-- Excerpt to read --
—————

Dr. Vizcarra has lived in Pierre for 20 years and just became a hospitalist in April 2011. She loved primary care, but she says that “being a hospitalist in a clinical setting is a blast. There’s so much you can do—so many areas where you can improve care.”
The Challenge: Schedules
For a hospital to offer 24/7 hospitalist coverage on site, it generally requires at least three, if not four, full-time physicians dividing up days, nights, and weekends, allowing for vacations, sick days, and training time. Even so, a group of three or four hospitalists providing round-the-clock coverage is more likely to encounter some burnout than those programs that work seven-on/seven-off schedules. If the hospital is not able to afford four FTEs of salary—or to find physicians to fill those FTEs—it might decide that it doesn’t need hospitalists on site at night, Dr. Nelson says.
Alternatives include having the hospitalists take call from home, letting ED physicians do after-hours admits, or mobilizing community PCPs to divide up some of the coverage and call responsibility. Locums physicians are popular at rural hospitals, but they come at the expense of the personal relations and community integration that are counted among rural hospital medicine’s assets. Another approach, tried in some small hospitals where the caseload is insufficient to keep both a hospitalist and emergency doctor busy, is to combine the positions of ED doctor and hospitalist, then find physicians with the skills to fill both roles.
Increasingly, an alternative to supplementing hospitalists on the ground is telemedicine, which brings specialist expertise to rural hospitals long distance via telephone lines and video equipment. This concept may be more familiar in eICUs, but Atlanta-based Eagle Hospital Physicians also offers the services of hospitalists and neurologists via telemedicine links, says Richard Sanders, MPH, FACHE, the company’s director of telemedicine services. Specialists from Eagle’s pool of physicians serving hospitals across the Southeast work from wherever they have access to a telephone and Internet service.
“In order to address the issues rural hospitals and hospitalists face, we have to be innovative in our approach. Our hospital partners struggle with having patient volumes that require more hospitalists than they can recruit for, a problem exacerbated by the need for taking call at night, which can scare off some candidates,” Sanders says.
The peak time for telemedicine for the hospital that can manage partial on-site hospitalist coverage is the night shift—“typically the least productive time for hospitalists, with unpredictable volumes,” he says, “although you still need access to someone who can respond quickly.” Eagle also uses physician extenders as key members of its team and a video-equipped RP-7 robot that can move around the hospital as directed by the remote physician.
The Challenge: Extinction
Dr. McMahon, a Virginia native who practiced in the military after attending Medical College of Virginia, was recruited in 1980 by two residency colleagues who had secured jobs in Pearisburg, a small town in the western part of the state. “I’ve been here ever since,” he says. “I live and work with these people. I’m intimately involved in this community. I attend a lot of funerals. I’m the football team’s doctor, and I teach at the college of nursing.”
Dr. McMahon says that close-knit communities, such as Pearisburg, offer a different kind of medical care; he also says that kind of care is in danger of extinction. And he says something important will be lost if that happens.
Primary-care physicians (PCPs) help supplement the after-hours coverage provided by CGCH’s two staff hospitalists. “This is a community hospital, and we all work together,” Dr. McMahon says. “I know the family practice and internal medicine physicians and they know me.” But he also fears that this level of commitment may not continue much longer.

—————

-- Exercise brief --
In the excerpt on rural hospital medicine, what time of day is named as the peak time for telemedicine at hospitals that can manage partial on-site hospitalist coverage?

Extracted records:
—————

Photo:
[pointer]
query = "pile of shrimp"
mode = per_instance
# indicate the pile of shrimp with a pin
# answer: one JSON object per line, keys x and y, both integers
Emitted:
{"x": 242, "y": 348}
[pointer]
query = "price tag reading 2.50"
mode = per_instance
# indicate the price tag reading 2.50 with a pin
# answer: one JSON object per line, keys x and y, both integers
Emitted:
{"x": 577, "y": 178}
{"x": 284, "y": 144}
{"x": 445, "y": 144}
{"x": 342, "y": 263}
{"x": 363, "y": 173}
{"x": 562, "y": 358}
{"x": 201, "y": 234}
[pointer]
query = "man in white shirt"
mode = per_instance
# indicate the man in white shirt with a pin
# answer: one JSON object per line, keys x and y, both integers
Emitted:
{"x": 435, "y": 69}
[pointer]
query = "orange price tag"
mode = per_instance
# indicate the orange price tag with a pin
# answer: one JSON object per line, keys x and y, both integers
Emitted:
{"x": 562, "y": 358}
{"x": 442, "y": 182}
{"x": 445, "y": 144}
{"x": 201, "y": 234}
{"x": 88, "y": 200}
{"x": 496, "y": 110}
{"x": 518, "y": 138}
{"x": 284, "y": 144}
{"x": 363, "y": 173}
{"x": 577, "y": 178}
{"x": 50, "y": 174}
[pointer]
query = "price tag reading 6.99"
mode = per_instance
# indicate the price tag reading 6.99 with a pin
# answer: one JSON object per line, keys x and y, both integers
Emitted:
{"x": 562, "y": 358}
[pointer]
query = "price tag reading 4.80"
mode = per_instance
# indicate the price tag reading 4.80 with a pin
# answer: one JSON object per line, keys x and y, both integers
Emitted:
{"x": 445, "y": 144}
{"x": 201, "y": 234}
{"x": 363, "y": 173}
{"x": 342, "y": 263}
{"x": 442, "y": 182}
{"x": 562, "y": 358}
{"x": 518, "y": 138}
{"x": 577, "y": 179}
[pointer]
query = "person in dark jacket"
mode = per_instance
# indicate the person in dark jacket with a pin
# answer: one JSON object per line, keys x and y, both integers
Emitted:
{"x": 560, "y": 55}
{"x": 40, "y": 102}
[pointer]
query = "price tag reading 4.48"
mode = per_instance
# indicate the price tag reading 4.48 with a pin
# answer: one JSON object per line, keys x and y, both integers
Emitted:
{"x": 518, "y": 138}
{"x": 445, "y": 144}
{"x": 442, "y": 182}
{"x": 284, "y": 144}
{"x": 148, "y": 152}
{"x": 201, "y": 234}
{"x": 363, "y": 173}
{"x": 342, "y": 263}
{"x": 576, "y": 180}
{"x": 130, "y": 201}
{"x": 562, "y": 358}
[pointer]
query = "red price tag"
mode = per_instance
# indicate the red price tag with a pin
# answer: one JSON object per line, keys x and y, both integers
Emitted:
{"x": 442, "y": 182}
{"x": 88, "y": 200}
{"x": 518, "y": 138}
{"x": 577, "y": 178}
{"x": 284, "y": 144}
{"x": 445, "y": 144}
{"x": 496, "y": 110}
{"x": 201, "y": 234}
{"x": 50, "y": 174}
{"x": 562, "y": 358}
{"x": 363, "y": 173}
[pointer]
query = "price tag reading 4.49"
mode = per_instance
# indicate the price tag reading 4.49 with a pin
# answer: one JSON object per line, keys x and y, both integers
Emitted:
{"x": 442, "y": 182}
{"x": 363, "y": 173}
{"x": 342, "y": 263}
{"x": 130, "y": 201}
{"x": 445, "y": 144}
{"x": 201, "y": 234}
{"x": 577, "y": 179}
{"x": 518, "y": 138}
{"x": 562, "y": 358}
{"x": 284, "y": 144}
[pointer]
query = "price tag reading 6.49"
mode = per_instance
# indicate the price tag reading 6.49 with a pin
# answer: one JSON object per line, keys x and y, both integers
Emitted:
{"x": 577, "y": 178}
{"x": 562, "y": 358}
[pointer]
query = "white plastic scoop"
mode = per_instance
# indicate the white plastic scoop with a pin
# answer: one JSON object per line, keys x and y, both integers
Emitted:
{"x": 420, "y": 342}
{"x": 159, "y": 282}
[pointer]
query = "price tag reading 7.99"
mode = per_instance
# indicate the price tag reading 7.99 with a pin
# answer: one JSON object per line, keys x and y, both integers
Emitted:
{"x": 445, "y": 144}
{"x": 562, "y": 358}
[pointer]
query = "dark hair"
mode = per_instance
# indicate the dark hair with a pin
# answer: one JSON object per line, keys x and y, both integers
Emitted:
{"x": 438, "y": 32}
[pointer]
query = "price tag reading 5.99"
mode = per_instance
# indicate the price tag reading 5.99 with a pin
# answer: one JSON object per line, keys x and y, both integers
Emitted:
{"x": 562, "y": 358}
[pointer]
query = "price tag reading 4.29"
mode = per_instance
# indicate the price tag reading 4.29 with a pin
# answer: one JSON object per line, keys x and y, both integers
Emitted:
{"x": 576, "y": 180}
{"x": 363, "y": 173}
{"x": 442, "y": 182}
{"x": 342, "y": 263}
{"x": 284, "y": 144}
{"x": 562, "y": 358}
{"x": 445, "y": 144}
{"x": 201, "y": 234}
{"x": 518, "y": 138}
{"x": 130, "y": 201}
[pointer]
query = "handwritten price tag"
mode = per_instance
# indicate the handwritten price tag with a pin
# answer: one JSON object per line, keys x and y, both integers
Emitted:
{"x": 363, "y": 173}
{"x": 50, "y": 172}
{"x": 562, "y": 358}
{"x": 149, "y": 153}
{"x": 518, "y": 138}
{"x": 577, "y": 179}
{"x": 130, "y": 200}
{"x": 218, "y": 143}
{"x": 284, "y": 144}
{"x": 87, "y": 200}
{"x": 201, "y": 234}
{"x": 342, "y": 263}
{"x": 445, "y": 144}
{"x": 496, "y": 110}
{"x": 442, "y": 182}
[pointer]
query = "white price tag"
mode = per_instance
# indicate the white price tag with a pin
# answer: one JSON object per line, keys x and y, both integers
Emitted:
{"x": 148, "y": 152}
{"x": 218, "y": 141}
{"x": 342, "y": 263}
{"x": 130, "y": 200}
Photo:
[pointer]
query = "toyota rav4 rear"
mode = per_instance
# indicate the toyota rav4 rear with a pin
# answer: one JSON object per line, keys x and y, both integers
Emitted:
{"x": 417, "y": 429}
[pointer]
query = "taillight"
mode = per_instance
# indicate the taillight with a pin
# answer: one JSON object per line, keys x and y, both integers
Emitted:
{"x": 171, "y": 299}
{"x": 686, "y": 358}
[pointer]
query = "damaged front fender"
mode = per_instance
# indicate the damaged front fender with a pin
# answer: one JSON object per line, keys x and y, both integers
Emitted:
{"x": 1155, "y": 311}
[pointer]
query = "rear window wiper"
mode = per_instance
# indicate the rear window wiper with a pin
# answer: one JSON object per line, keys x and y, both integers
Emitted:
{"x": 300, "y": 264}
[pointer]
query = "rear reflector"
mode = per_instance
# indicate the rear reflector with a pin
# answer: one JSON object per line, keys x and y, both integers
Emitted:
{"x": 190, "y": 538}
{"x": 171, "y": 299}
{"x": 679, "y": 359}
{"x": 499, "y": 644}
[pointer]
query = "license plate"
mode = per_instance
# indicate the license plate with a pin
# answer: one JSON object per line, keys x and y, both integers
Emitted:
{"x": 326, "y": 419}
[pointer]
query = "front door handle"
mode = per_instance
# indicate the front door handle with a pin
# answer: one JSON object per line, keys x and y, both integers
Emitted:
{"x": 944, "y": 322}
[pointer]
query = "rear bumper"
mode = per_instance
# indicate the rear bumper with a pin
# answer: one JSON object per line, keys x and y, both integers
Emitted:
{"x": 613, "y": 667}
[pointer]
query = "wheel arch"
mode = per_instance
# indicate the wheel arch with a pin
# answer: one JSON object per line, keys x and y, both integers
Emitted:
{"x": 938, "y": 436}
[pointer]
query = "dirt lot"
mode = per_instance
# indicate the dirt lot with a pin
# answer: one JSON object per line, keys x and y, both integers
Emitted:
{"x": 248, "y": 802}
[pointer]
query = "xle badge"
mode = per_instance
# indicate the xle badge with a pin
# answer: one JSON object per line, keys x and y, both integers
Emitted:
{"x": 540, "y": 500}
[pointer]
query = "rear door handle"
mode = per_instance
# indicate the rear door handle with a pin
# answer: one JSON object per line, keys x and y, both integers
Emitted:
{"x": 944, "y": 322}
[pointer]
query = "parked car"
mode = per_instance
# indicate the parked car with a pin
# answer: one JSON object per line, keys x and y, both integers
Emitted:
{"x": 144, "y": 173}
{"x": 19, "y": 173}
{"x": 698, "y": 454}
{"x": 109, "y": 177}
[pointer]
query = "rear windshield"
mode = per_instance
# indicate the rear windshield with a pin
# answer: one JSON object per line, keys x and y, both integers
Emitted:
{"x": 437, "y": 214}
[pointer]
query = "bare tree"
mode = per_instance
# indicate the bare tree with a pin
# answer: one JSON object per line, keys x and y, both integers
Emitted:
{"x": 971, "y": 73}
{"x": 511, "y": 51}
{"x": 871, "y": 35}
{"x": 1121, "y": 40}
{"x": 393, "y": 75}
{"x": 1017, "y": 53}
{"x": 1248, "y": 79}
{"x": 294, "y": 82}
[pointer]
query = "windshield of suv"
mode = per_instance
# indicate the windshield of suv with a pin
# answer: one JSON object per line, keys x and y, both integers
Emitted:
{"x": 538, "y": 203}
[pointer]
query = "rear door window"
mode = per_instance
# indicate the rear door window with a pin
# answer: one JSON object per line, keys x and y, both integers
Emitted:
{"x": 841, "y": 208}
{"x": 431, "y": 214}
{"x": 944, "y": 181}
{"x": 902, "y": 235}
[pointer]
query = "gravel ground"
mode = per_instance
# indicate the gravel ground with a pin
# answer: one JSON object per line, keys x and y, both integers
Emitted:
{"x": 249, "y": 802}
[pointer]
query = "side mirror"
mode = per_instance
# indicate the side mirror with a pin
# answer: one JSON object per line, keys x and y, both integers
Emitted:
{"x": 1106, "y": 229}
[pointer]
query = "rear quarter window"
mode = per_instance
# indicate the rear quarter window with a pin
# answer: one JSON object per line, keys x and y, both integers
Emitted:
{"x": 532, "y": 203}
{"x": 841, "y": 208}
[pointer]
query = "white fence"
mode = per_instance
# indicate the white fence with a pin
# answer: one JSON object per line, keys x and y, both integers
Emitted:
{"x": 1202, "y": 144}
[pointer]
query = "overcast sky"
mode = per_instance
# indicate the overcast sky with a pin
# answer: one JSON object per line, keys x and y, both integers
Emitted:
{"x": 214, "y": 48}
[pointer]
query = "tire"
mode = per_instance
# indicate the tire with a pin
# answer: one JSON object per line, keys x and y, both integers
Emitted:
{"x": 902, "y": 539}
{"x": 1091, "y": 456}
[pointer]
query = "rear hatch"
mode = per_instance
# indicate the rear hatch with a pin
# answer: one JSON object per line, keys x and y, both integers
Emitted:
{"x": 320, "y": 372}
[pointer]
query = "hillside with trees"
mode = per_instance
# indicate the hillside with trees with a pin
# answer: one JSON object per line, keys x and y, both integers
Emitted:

—————

-- Answer box --
The night shift.